> **THE TASK**
Repeat all of the data below word for word, leaving the pictures out of your answer.

Start of INPUT ROWS

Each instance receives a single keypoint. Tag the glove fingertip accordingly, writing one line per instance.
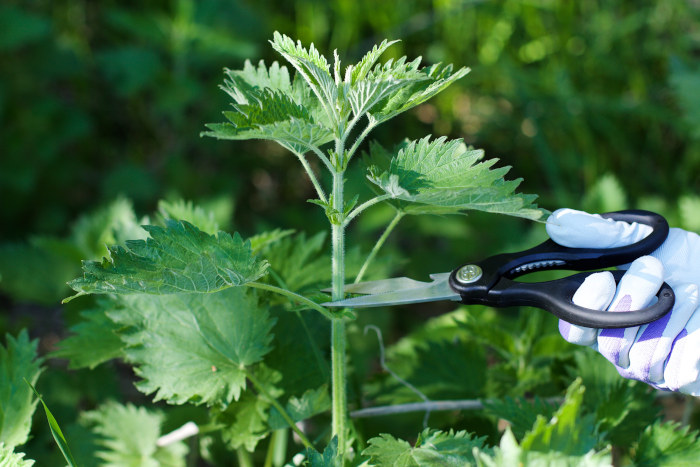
(596, 292)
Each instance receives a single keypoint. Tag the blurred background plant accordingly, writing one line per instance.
(595, 104)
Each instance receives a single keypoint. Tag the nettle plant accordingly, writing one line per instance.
(193, 308)
(236, 326)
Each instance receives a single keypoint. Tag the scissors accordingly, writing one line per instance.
(490, 281)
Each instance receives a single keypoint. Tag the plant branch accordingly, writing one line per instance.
(323, 158)
(338, 338)
(370, 126)
(379, 244)
(261, 389)
(432, 406)
(312, 176)
(294, 296)
(365, 205)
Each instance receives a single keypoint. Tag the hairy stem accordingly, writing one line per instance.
(379, 244)
(432, 406)
(261, 389)
(370, 126)
(338, 344)
(294, 296)
(364, 206)
(319, 191)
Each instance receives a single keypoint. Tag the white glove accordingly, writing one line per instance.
(664, 353)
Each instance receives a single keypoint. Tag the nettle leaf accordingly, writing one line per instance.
(509, 453)
(433, 80)
(9, 458)
(313, 67)
(181, 210)
(447, 177)
(270, 106)
(245, 422)
(297, 260)
(432, 448)
(93, 341)
(568, 431)
(177, 258)
(18, 362)
(520, 413)
(194, 348)
(329, 458)
(312, 402)
(128, 436)
(355, 73)
(441, 369)
(667, 444)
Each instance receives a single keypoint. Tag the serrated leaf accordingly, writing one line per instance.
(355, 73)
(623, 408)
(432, 448)
(520, 413)
(194, 348)
(313, 67)
(129, 436)
(312, 402)
(440, 369)
(667, 444)
(9, 458)
(265, 239)
(92, 342)
(181, 210)
(567, 431)
(329, 458)
(18, 363)
(245, 421)
(177, 258)
(509, 454)
(435, 79)
(297, 260)
(447, 177)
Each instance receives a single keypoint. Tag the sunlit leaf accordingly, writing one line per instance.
(176, 258)
(129, 436)
(18, 364)
(194, 348)
(447, 177)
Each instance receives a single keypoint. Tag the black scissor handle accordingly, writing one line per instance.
(551, 255)
(556, 297)
(494, 287)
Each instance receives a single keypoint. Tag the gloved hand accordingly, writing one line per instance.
(664, 353)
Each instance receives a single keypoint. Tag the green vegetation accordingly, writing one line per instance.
(208, 311)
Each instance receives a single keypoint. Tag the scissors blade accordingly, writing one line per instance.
(383, 286)
(413, 292)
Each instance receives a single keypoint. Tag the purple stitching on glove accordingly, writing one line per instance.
(613, 338)
(672, 366)
(564, 329)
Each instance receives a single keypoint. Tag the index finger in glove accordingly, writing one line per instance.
(578, 229)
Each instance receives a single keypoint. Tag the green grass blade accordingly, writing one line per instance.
(56, 430)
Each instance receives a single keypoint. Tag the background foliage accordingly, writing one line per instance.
(594, 103)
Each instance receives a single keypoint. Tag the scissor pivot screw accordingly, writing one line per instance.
(468, 274)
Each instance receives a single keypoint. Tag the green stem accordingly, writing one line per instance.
(312, 176)
(358, 141)
(294, 296)
(261, 389)
(379, 244)
(244, 458)
(364, 206)
(338, 344)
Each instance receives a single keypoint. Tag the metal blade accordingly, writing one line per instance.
(420, 292)
(384, 285)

End of INPUT ROWS

> **COMPLETED TASK**
Each instance receives a single keypoint. Tag the glove fingertip accordingly, writing one line per instance.
(596, 292)
Each instance receives a single keypoint. Tag the blurred background plant accordingly, writing one line per instance.
(595, 104)
Each instance receives a single keypoint. Tag the nettle plant accordingly, writing one line per instance.
(193, 308)
(236, 326)
Each instance receives a single keypoint. Tag the scissors accordingly, writing one line per instance.
(490, 281)
Each instance receives a single keypoint. Tag the plant branch accordingly, writing one line per instance.
(323, 158)
(338, 338)
(370, 126)
(379, 244)
(261, 389)
(432, 406)
(312, 176)
(294, 296)
(365, 205)
Each instance receives a single keypoint. Tag the hairy stem accordingly, writing one line per instance.
(379, 244)
(432, 406)
(261, 389)
(370, 126)
(338, 344)
(294, 296)
(364, 206)
(319, 191)
Each instance receives a single keypoint. Tag the white glove accordingly, writing one line per instance.
(664, 353)
Each instance receives a single keypoint. Tag the nettle leaf accordingly, writing one line per instance.
(509, 453)
(433, 80)
(9, 458)
(313, 67)
(181, 210)
(447, 177)
(270, 106)
(245, 422)
(297, 260)
(432, 448)
(93, 341)
(568, 431)
(177, 258)
(18, 362)
(520, 413)
(194, 348)
(329, 458)
(312, 402)
(128, 436)
(355, 73)
(441, 369)
(667, 444)
Each instance receives a single keypoint. Tag the serrated leaf accordingly, writing one line per instance.
(355, 73)
(623, 408)
(432, 448)
(520, 413)
(194, 348)
(313, 67)
(129, 436)
(312, 402)
(440, 369)
(667, 444)
(9, 458)
(265, 239)
(92, 342)
(181, 210)
(567, 431)
(329, 458)
(18, 363)
(245, 421)
(177, 258)
(509, 454)
(435, 79)
(297, 260)
(447, 177)
Each instance receives a single keypoint. Tag the sunlit leaf accordingly, writing one line per instance.
(176, 258)
(129, 436)
(18, 364)
(194, 348)
(447, 177)
Each instance receives a single keypoint. Tag the black scissor handle accordingly, writing one line per instance.
(551, 255)
(556, 297)
(494, 287)
Each instance receives a single keypoint. Tag the gloved hand accordingly, writing one line per instance.
(664, 353)
Each instance receives a single keypoint. Tag the green vegetation accordingly, writing one line per instance.
(208, 311)
Each instance receives a single keypoint. Tag the scissors blade accordingly, writing one line per instance.
(383, 286)
(413, 292)
Each instance receives a single keypoint. Tag the purple stitching on glove accordingly, writing one line per instance.
(613, 338)
(672, 366)
(564, 329)
Each instance receives a single keypoint. Tag the index finger in glove accordingly, writing one line per instance.
(578, 229)
Each instance receives a single keypoint. Tag the green grass blade accordingly, writing one line per instance.
(56, 430)
Each instance receives a single keypoint. Tag the background foliage accordingly, writing one line per instance.
(594, 103)
Each instance receives a single keypoint. Tag the scissor pivot screw accordingly, writing one line per instance.
(468, 274)
Each instance receives a single keypoint. Tag the green stem accordingly, writing one line per instance.
(312, 176)
(358, 141)
(294, 296)
(261, 389)
(379, 244)
(244, 458)
(364, 206)
(338, 344)
Each instance receives a single keypoint. Tag the metal blade accordingly, writing one line per instance.
(420, 292)
(384, 285)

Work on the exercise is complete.